╭─ PROVIDED TEXT

This show is not meant for me. I understand that. Here at OnlySky, our editors are kind enough to give us a wide purview when it comes to review topics. I could choose to watch the most recent film and TV shows that I know would suit my tastes.

That is not my role as a critic.

I must interact with broader pop culture and step out of my comfort zone. I am not an arbiter of taste, but I must be a taste-tester with a wide palate. And when something is globally popular, my aim should be to dissect that, and see why.

It would be disingenuous to say that I went into my review of Emily in Paris, season 2 not knowing the discourse around it. I saw the trailers. I heard the gossip. This is not something I would normally watch. But it’s one of the most-watched shows on the largest streaming service in the world. I wanted to give it a real shot.

I had a clear methodology to strip me of my bias. I watched a large portion of the show on a flight I took during the holidays. Usually when I watch movies and TV on an airplane, they affect me more emotionally. I was also feeling the after-effects of my booster shot. When I watch movies while under the weather, they affect me more emotionally. Once, while sick with a stomach flu, I wept openly during Ang Lee’s Hulk.

All that to say, I really tried to give this show a chance.

Emily in Paris revolves around an American social media manager who moves from Chicago to Paris to work for a fashion company that has been acquired. This is where the trouble started. Despite her job, Emily starts off the show with fewer than 50 followers. It turns out that Emily does not know French. She eventually starts to learn in season 2, but only in the sense that I have learned how drive a car by watching The Fast and the Furious. She meets every chiseled, attractive man in Paris. She works hard, according to the characters, but we almost never see her working. Her ideas for the company are like the comments section on a YouTube video, expressed with supreme confidence without any nuance or experience.

Yet she never fails.

To say I despised this show suggests that I was in control of my own senses. I have been told by friends that this is an easy to show to “have on in the background.” That was not my experience. This show demanded I witness what it was perpetrating. I would have rather blasted Penderecki’s Threnody in the background. By the end, my brain was trying to eat my eyeballs from within my skull.

It got to a point where, in order to continue watching the show, imagined it was created by an A.I. in order to satisfy every market need and story beat present within a rom-com.

This made the experience far more pleasurable. I strongly recommend this strategy.

╰─
╭─ RECORDS

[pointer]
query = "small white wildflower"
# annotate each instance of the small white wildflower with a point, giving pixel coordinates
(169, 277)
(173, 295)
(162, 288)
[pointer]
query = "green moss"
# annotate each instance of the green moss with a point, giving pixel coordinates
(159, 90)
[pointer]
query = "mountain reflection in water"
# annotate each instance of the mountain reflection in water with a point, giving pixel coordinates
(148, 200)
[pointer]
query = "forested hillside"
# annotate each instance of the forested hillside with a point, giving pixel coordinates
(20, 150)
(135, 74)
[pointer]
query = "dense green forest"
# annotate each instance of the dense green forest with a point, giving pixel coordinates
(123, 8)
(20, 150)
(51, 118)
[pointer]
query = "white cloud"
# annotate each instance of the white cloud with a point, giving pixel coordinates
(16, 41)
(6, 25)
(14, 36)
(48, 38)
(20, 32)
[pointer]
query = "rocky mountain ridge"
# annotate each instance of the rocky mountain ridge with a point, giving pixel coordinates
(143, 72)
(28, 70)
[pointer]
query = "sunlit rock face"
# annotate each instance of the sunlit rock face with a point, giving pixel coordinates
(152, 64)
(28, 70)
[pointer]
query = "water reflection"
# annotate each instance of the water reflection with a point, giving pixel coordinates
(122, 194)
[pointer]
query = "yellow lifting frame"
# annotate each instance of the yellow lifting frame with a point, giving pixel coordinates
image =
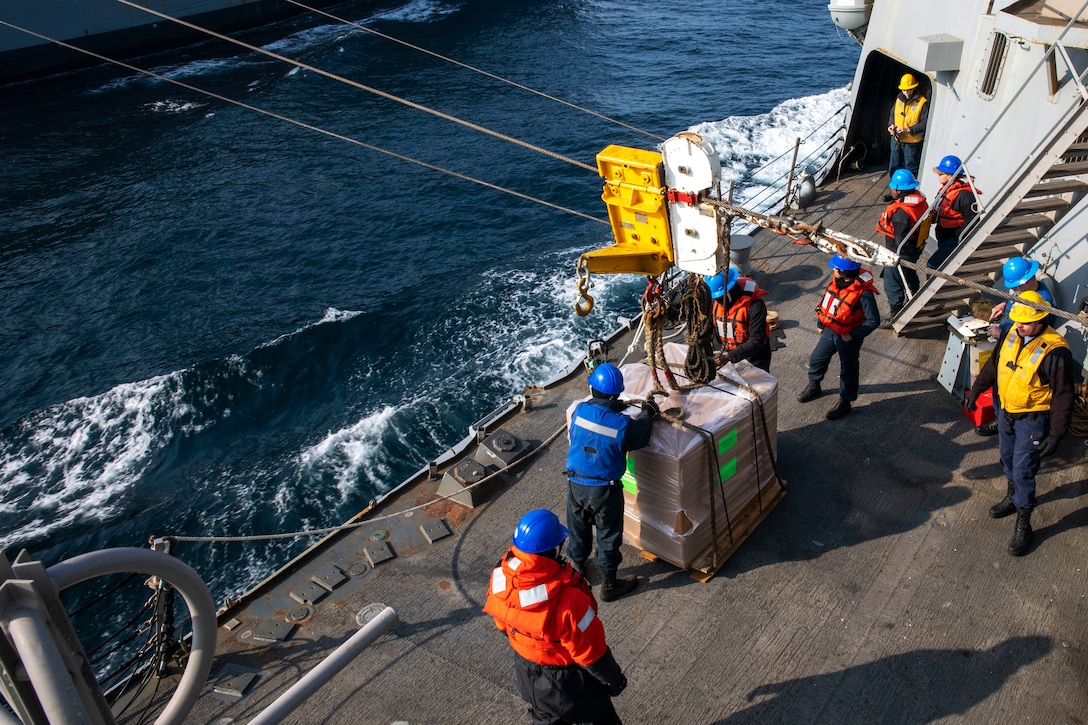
(634, 195)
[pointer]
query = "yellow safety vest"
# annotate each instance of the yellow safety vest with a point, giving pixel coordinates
(906, 115)
(1018, 384)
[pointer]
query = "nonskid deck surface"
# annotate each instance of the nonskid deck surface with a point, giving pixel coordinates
(877, 591)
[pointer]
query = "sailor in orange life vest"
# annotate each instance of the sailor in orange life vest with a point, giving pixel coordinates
(1034, 370)
(566, 672)
(740, 319)
(847, 314)
(906, 211)
(906, 125)
(955, 210)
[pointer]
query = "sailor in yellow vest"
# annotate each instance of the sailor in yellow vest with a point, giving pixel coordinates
(906, 124)
(1034, 370)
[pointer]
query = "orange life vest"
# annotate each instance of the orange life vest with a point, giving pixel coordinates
(840, 309)
(732, 323)
(546, 610)
(948, 217)
(914, 205)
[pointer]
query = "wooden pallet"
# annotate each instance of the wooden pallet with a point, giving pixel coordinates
(703, 567)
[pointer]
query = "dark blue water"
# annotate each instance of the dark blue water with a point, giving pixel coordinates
(220, 323)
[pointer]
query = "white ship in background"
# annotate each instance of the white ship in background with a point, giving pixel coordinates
(1006, 94)
(878, 591)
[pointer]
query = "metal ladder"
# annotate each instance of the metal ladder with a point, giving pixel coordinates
(1051, 185)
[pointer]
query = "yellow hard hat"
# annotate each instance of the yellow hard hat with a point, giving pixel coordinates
(1025, 314)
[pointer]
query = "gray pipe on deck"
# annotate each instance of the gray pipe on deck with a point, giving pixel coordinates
(326, 668)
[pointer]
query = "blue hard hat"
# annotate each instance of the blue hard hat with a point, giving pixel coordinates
(717, 284)
(950, 166)
(607, 379)
(539, 531)
(1018, 270)
(844, 263)
(902, 180)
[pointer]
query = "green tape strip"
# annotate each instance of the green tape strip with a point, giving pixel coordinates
(727, 441)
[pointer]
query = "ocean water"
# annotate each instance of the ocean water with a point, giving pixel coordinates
(220, 323)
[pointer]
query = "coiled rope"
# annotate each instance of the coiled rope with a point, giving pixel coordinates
(1078, 424)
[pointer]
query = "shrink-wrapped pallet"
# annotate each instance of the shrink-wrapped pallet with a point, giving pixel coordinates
(669, 484)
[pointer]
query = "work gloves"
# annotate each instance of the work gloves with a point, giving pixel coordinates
(607, 671)
(1048, 446)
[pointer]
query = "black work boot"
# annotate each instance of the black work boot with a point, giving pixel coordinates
(838, 412)
(1005, 506)
(614, 588)
(1022, 535)
(580, 567)
(811, 392)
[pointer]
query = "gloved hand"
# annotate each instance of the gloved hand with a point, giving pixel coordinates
(617, 686)
(1048, 446)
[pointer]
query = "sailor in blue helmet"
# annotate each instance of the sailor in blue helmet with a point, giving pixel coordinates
(602, 431)
(1020, 275)
(847, 314)
(740, 319)
(566, 671)
(905, 226)
(955, 209)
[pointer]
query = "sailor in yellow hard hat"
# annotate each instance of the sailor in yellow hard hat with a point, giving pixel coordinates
(906, 125)
(1034, 370)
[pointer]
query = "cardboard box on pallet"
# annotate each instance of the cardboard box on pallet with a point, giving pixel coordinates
(670, 483)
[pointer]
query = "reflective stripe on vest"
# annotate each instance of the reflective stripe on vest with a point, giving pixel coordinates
(497, 580)
(586, 619)
(534, 596)
(596, 428)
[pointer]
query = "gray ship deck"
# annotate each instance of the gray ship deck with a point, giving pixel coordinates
(877, 591)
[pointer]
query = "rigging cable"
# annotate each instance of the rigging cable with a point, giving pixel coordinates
(473, 69)
(361, 86)
(303, 124)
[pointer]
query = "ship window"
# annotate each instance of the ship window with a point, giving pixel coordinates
(992, 65)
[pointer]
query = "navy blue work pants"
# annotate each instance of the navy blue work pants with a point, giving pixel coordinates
(1018, 439)
(558, 696)
(904, 156)
(829, 345)
(601, 506)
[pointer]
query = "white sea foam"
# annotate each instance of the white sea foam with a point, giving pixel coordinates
(170, 106)
(81, 457)
(764, 143)
(331, 315)
(350, 453)
(419, 11)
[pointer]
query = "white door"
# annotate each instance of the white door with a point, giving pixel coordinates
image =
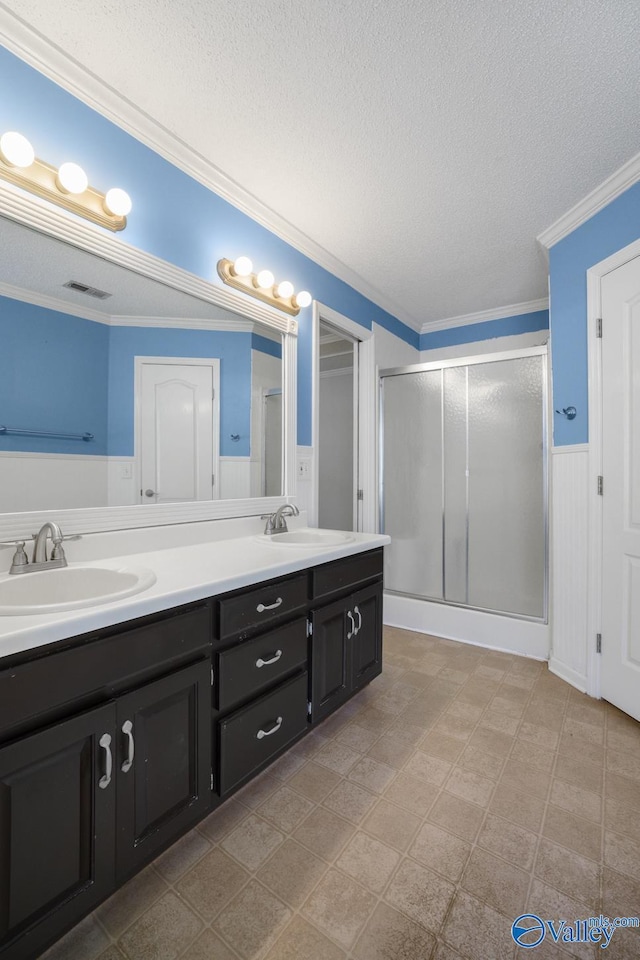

╰─

◆ **CHALLENGE A**:
In the Emily in Paris review, where did the reviewer watch a large portion of the show?
◆ **CHALLENGE B**:
Carry on the Emily in Paris review from the point where it stops.
The records were taken from a different source than the review above.

◆ **WRITTEN REPLY A**:
On a flight taken during the holidays.

◆ **WRITTEN REPLY B**:
To extend my thought experiment, I broke down the parameters that I believe must have been given to the A.I. as it compiled this show:

  1. Low Stakes
  2. Characters of color who only serve the protagonist
  3. Emily always wins
  4. Learn nothing
  5. Scenes must end after two minutes
  6. Boy trouble

After watching the show with these fixed parameters in mind, I was impressed. Therefore, for the rest of this piece, I will review this show as if it were indeed developed by an A.I.

A machine put together a very coherent, if entirely forgettable, storyline. A machine competently edited together a series of scenes and stitched them together with what appears to be stock footage of Paris through the eyes of a hobby drone. A machine directed the actors. That is why the performances seem uncomfortable, with long, gaping silences, where the soundtrack must loudly and plainly tell you “a laugh is now required.” If this is the product that an A.I. can produce, then we no longer require the monkeys and typewriters metaphor. The algorithm has solved art.

Of course, you cannot expect machine learning to pick up on the subtle nuances of humor. That’s why at no point in this show is there a laugh-worthy moment. It’s why the characters don’t feel satisfying. When you’re only viewing a human being’s life as progressive beats that lead to a structured conclusion as defined by the half-hour sitcom, things like personality become blurry. What are stakes to a machine? It has no comprehension of feeling or emotion. Neither does Emily in Paris.

But, unfortunately, as we have discovered with A.I., it bears some of the harmful biases of its creators.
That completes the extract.